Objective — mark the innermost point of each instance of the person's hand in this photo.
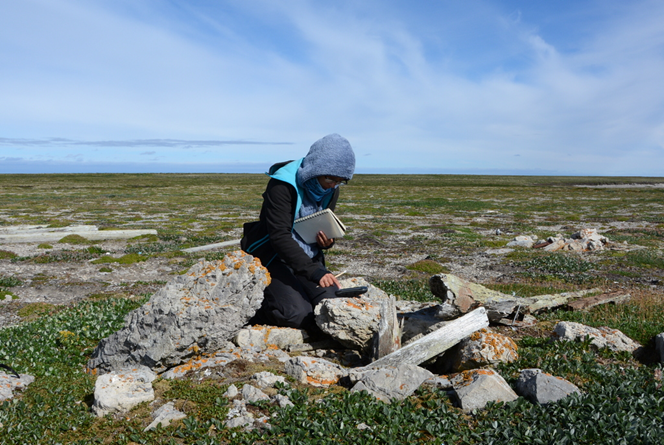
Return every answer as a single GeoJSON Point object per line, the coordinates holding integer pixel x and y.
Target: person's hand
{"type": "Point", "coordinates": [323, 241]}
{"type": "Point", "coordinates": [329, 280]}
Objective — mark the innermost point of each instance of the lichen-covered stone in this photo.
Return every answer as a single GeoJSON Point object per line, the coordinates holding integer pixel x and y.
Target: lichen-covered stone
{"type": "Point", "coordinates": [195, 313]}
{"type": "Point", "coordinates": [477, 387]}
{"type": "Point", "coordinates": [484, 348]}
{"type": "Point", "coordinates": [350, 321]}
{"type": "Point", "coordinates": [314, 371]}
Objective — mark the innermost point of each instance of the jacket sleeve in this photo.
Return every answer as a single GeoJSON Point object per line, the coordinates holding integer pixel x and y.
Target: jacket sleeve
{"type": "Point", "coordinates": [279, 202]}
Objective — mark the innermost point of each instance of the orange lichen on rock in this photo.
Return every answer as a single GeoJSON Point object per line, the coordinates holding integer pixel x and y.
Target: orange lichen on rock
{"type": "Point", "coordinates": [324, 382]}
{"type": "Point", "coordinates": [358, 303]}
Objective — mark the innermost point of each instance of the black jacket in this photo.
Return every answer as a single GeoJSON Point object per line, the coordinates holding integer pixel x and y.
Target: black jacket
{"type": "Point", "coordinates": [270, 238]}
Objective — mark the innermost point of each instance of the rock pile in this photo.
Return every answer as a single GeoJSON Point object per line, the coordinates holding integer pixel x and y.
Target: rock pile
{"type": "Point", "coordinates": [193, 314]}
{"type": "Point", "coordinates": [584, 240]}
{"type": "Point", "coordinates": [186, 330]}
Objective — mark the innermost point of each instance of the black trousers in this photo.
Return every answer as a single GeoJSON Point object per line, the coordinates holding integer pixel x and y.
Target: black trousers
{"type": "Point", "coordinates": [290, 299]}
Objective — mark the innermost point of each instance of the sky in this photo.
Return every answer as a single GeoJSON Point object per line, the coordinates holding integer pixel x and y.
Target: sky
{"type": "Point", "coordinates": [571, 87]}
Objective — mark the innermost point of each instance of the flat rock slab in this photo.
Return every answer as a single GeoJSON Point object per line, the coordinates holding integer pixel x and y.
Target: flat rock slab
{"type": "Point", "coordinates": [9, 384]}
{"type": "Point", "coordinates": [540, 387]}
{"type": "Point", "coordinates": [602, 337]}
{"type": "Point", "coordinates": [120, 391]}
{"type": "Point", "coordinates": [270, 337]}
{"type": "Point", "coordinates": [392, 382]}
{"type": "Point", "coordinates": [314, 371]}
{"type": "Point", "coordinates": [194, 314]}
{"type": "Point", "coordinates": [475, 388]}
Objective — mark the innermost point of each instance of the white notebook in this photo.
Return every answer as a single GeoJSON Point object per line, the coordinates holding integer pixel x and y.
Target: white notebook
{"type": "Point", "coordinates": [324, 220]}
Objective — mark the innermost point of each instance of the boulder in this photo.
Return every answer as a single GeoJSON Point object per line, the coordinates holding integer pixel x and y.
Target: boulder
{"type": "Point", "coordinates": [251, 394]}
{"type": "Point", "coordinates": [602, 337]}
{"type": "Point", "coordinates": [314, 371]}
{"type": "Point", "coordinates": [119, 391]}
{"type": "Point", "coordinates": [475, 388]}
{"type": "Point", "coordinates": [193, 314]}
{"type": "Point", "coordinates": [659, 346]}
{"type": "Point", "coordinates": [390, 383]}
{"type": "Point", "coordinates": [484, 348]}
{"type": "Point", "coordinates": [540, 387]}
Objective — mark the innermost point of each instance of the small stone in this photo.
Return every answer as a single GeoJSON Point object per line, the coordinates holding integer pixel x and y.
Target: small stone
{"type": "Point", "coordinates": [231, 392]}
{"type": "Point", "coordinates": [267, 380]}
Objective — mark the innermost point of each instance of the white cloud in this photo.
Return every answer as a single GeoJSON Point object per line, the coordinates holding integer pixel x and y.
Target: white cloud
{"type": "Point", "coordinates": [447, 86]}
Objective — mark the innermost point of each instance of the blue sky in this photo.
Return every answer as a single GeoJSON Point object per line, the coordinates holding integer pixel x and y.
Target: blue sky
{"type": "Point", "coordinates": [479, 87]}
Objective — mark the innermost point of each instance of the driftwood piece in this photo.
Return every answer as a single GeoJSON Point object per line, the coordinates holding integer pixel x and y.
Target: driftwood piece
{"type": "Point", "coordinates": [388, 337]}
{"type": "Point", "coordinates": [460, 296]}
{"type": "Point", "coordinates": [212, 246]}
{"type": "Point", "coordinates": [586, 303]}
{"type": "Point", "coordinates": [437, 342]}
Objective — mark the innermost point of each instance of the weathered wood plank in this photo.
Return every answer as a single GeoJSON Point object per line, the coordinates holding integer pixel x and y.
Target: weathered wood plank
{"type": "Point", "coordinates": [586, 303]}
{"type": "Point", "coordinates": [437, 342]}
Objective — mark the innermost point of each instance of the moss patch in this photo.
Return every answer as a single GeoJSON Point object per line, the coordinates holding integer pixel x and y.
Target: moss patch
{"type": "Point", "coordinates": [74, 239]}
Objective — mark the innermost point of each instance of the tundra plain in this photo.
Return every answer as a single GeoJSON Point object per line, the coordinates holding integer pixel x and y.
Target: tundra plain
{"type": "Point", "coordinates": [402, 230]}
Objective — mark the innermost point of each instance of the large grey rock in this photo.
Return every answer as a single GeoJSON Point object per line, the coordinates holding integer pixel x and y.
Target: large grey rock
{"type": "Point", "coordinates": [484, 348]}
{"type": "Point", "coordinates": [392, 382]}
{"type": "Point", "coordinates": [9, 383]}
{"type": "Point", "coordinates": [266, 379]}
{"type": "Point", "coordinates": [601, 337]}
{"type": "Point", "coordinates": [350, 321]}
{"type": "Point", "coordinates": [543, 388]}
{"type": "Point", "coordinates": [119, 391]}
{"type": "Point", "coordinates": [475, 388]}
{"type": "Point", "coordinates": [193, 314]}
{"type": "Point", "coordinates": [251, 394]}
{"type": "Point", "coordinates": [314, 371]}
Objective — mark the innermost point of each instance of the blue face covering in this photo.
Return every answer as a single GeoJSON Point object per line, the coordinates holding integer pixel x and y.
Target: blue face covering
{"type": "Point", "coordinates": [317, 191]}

--

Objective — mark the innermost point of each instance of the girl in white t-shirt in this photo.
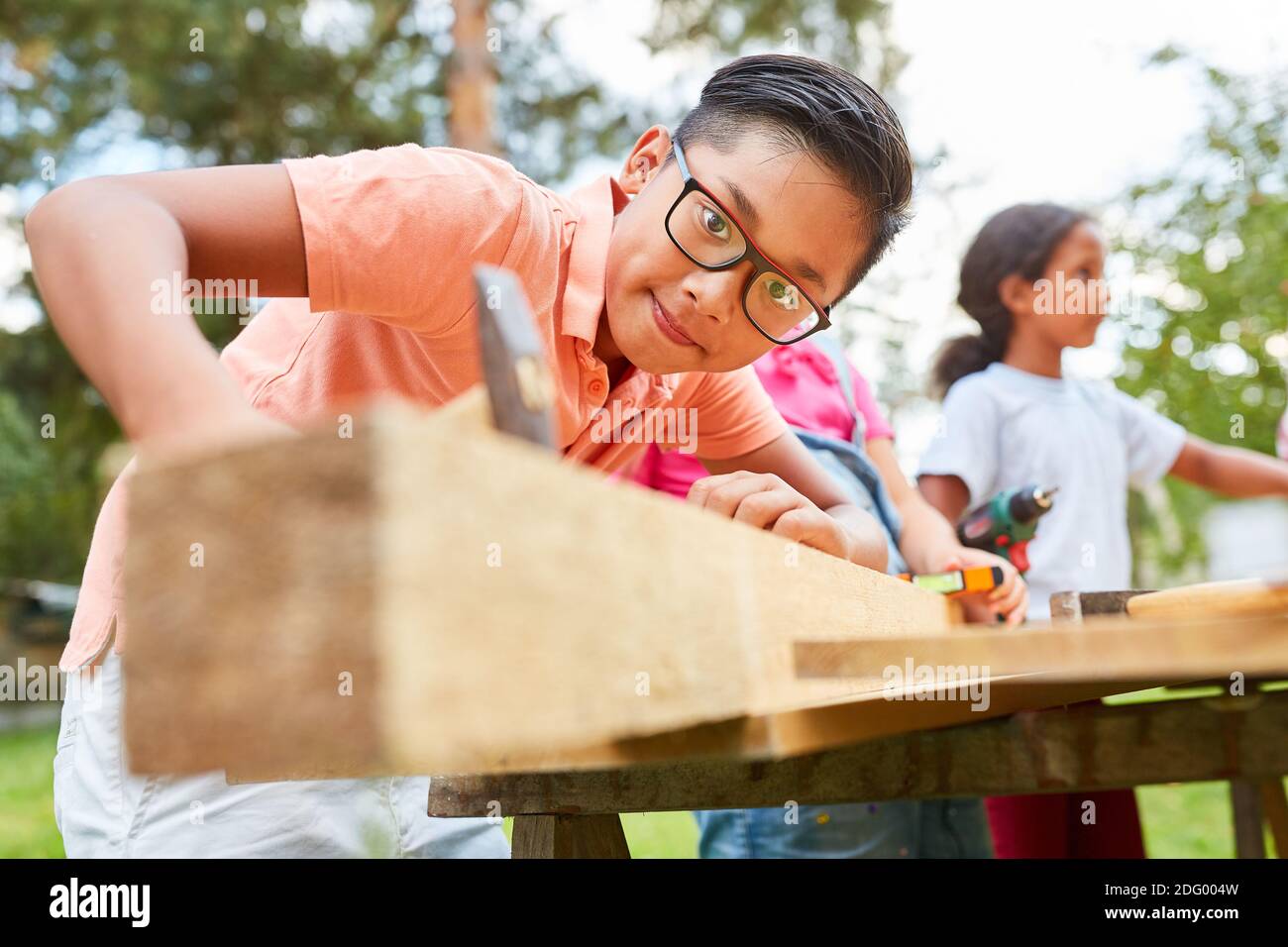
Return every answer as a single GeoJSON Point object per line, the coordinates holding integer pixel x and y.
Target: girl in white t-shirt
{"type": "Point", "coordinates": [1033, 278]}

◆ WRITTEN REQUEST ◆
Which lines in the items contain the word "sleeve"? Copy each of them.

◆ RESULT OF THE EXERCISE ◆
Objective — mark the innermost point of each instance of the jacket sleeve in this photo.
Target: jacket sleeve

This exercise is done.